§ Required work
Copy every record below exactly.

§ Records to process
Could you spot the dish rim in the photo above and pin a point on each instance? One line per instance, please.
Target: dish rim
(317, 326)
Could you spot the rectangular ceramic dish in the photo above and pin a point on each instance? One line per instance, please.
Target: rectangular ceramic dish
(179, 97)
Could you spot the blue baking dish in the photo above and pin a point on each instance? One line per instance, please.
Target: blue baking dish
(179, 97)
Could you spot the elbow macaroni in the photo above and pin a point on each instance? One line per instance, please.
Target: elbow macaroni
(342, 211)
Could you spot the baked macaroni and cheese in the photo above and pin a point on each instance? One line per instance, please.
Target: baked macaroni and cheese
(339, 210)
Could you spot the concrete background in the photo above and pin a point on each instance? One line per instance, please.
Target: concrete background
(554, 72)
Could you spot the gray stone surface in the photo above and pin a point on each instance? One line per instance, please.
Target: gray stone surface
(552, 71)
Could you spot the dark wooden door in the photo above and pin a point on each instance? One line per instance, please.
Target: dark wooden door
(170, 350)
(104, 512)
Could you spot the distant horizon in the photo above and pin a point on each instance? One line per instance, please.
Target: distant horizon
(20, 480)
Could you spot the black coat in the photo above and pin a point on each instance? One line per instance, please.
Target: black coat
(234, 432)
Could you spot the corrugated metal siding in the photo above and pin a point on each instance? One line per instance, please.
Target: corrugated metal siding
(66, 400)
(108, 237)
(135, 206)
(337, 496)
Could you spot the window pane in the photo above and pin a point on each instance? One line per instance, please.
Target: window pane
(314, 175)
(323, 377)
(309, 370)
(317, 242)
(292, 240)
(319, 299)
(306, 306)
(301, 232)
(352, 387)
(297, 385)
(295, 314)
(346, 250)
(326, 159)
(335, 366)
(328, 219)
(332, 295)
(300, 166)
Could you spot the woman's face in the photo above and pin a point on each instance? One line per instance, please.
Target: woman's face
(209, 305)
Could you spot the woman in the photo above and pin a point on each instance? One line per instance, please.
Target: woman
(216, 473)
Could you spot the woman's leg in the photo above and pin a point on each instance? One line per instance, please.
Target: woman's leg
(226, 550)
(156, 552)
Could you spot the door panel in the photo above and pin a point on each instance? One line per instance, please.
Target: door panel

§ Response box
Could you spot the dish rim in the photo above and pin a point on each instance? One line per instance, please.
Target: dish rim
(317, 326)
Could you spot the rectangular ceramic dish in the photo above and pin a point on each instance? One line per instance, please.
Target: rectangular ceramic dish
(179, 97)
Could you spot the blue baking dish in the photo above and pin a point on each instance? One line per instance, please.
Target: blue baking dish
(179, 97)
Could you spot the elbow macaroni in the photo above and pin a point on each instance? One line per instance, please.
Target: elbow macaroni
(342, 211)
Could you spot the baked macaroni and cheese in the photo above and pin a point on each instance? One line per instance, please.
Target: baked macaroni and cheese
(339, 210)
Could you spot the concrete background in the photo above and pin a point on each instance? One line per instance, please.
Target: concrete background
(554, 72)
Could you spot the gray stone surface in the photo above and pin a point on each instance? One line per instance, please.
Target: gray stone surface
(552, 71)
Could you spot the dark wooden door in the photo above and pin a point on each instance? One line per instance, please.
Target: dark wooden door
(170, 350)
(104, 512)
Could you spot the distant horizon in the photo above and pin a point on each instance? One line per instance, please.
Target: distant horizon
(20, 480)
Could you spot the black coat in the photo above and pin a point on each instance? One line per instance, please.
Target: black coat
(234, 432)
Could you spot the corrugated metal siding in the photo above and pin a point on each instance? One line per instance, please.
Target: corrugated metal siding
(66, 400)
(108, 237)
(135, 206)
(337, 496)
Could you spot the window pane in the photo above and pin a point on each instance? One line per instance, please.
Target: window pane
(314, 175)
(323, 377)
(309, 370)
(317, 242)
(292, 240)
(319, 299)
(306, 306)
(301, 232)
(352, 387)
(297, 385)
(295, 314)
(346, 250)
(326, 159)
(335, 366)
(328, 219)
(332, 295)
(300, 166)
Could you spot the woman's face in the photo above and pin a point on each instance? One line per instance, please.
Target: woman's face
(209, 305)
Could you spot the woman in the photo above and pin a point on each instance? One line per instance, please.
Target: woman
(216, 473)
Could you spot the woman's leg in the photo above and pin a point on each instance? One line per instance, please.
Target: woman's leg
(226, 550)
(156, 552)
Could you spot the door panel in the photo above and pin a point on each instance? One line per instance, please.
Target: door panel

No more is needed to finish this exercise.